Exercise data below:

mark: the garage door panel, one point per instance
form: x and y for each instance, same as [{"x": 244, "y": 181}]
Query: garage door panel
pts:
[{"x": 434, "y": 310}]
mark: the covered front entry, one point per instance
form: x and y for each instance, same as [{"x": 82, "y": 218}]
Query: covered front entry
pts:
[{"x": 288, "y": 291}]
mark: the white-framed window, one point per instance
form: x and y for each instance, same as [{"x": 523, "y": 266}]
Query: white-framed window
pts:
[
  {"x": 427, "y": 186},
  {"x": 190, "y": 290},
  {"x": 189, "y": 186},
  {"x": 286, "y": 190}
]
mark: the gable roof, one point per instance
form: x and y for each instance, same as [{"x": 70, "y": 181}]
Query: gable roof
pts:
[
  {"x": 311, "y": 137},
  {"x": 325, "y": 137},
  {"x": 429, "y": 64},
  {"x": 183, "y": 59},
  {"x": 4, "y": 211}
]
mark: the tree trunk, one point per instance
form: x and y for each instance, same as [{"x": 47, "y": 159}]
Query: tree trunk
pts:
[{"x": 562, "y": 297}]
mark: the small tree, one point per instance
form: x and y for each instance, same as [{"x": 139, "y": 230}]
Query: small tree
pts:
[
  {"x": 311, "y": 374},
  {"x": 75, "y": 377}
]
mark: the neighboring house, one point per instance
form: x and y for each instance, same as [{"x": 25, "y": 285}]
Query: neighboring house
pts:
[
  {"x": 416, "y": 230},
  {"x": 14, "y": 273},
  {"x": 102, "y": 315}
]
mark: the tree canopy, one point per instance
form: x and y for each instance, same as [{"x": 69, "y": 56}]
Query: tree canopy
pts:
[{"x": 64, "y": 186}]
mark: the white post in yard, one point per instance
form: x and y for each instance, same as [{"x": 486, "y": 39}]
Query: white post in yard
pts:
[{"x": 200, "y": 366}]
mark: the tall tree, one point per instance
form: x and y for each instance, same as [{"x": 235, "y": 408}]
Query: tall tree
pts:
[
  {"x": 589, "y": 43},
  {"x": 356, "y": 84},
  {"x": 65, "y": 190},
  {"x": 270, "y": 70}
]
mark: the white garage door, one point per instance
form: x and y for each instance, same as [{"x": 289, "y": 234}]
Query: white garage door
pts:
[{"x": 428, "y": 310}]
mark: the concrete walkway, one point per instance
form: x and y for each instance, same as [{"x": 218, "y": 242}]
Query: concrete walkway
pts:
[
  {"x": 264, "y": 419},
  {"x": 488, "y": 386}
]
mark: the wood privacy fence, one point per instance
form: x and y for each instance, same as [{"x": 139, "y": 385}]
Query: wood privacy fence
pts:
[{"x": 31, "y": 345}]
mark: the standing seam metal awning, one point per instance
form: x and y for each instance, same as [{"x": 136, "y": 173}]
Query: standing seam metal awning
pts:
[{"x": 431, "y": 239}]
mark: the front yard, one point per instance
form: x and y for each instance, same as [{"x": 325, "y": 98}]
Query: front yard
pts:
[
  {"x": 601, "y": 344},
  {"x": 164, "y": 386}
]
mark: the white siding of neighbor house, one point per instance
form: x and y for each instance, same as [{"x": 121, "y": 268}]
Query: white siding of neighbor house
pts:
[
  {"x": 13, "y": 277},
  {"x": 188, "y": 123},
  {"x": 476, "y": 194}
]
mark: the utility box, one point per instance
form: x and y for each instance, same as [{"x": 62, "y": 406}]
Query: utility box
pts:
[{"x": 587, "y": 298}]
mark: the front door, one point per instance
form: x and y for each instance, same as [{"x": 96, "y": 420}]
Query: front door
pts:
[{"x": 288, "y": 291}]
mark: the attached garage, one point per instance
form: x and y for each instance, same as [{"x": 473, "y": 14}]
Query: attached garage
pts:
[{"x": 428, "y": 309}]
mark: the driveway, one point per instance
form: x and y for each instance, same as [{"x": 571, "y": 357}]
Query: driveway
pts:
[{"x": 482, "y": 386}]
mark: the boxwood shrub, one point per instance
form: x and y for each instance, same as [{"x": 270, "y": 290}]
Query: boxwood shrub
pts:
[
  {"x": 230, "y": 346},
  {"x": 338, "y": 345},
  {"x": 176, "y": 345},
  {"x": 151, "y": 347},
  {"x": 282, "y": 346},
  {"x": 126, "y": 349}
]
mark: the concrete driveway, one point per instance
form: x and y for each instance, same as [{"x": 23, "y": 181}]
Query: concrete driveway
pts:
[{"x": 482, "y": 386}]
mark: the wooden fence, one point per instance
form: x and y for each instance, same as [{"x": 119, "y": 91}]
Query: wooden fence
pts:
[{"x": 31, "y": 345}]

End of Exercise data.
Exercise data below:

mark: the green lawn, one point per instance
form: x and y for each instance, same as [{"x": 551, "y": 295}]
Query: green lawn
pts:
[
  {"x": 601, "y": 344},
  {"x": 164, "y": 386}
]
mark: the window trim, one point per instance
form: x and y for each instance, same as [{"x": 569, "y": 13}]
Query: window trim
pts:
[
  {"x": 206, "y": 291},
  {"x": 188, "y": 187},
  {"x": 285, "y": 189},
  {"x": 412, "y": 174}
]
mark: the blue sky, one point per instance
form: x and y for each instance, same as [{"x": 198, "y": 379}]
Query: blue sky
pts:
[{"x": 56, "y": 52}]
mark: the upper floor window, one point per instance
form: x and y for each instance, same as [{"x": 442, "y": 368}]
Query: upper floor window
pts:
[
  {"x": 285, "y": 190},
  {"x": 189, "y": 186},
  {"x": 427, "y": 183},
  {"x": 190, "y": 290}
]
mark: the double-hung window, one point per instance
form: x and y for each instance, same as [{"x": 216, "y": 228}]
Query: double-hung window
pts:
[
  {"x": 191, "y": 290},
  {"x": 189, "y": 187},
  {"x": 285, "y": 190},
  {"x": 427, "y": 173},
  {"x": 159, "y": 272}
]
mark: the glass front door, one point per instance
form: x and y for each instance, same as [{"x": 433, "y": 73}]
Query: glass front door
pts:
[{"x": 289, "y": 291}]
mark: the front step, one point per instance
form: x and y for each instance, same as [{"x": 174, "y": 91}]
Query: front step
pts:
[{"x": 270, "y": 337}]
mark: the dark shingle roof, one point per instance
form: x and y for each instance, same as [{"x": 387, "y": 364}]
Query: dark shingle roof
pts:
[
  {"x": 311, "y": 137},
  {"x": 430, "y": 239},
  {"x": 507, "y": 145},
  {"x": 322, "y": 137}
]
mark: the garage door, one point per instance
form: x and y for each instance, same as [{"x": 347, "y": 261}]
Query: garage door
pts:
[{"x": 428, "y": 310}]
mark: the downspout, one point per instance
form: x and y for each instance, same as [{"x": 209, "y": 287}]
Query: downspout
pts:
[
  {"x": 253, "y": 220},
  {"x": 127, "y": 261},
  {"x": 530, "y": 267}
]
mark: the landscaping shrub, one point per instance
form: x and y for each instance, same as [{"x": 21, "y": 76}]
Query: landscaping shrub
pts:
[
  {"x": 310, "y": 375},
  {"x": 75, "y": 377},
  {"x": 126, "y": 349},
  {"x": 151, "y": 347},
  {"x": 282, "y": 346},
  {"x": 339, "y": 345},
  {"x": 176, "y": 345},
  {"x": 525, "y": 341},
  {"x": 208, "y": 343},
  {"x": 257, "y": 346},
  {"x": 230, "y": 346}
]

End of Exercise data.
Exercise data below:

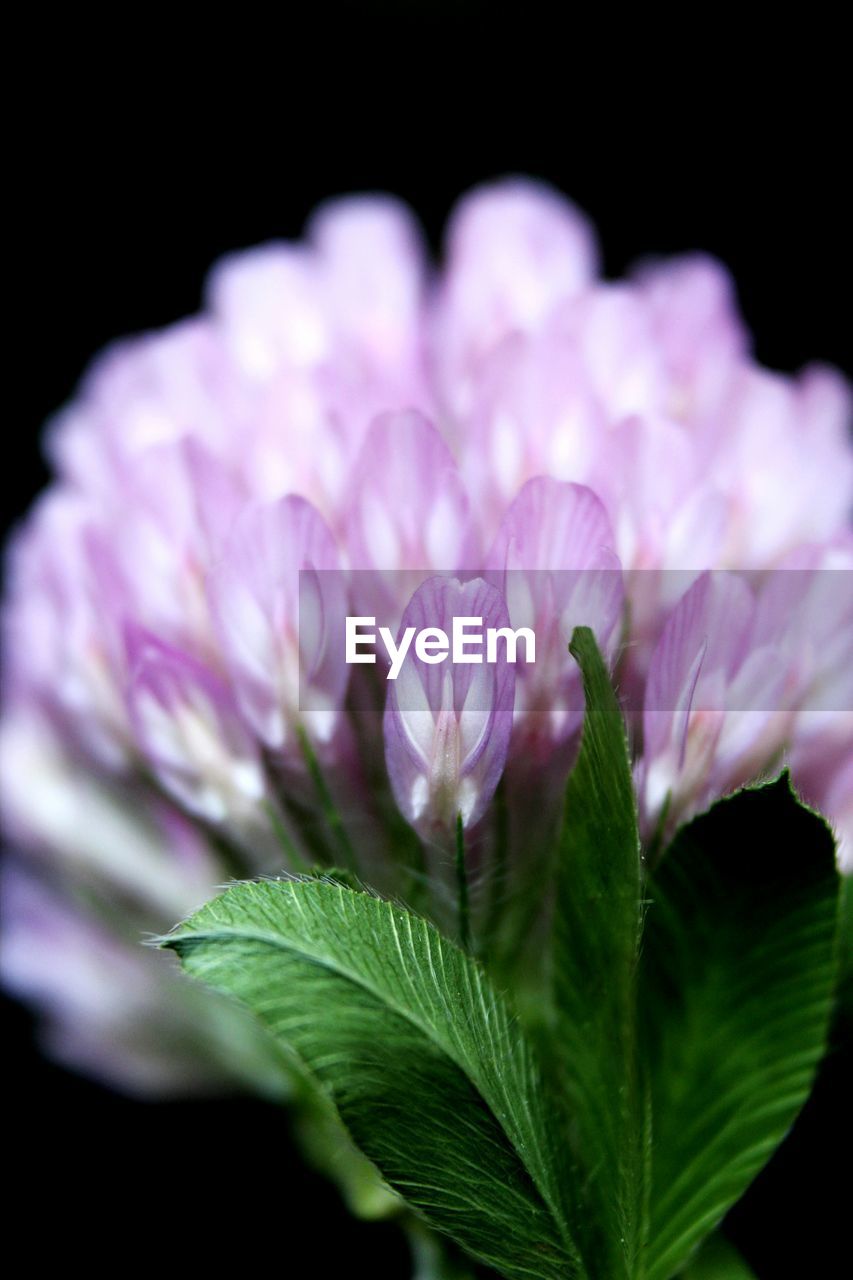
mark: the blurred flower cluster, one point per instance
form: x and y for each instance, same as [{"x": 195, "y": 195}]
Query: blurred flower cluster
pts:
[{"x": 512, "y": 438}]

End of Exercise data.

- Exercise details: As listed above, the lines from the line with "mark: the front step, one point per instance" to the line with "mark: the garage door, one point per instance" are to be echoed exactly, with both ends included and nothing added.

- Solution to this exercise:
mark: the front step, one point per instance
form: x and y for each instance, same as [{"x": 174, "y": 91}]
Query: front step
pts:
[{"x": 270, "y": 337}]
mark: the dark shingle roof, one point per instance
form: x and y for each instance, same as [{"x": 387, "y": 364}]
Query: dark shingle roof
pts:
[
  {"x": 311, "y": 137},
  {"x": 430, "y": 239},
  {"x": 507, "y": 145},
  {"x": 322, "y": 137}
]
mark: the garage door, one point per instance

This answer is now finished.